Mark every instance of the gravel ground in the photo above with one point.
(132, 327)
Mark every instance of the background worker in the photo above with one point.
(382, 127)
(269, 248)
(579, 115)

Written instruction
Arrange the records above as a two-column CSV with the headers "instruction" and "points". Give one row per record, put each field in quotation marks, and replace any line breaks with spaces.

Complete response
instruction,points
"Mark every instance of the gravel ground in the photo above with one point.","(132, 327)"
"Mark every instance of the background worker in the photo above with one point.","(382, 127) (269, 248) (579, 115)"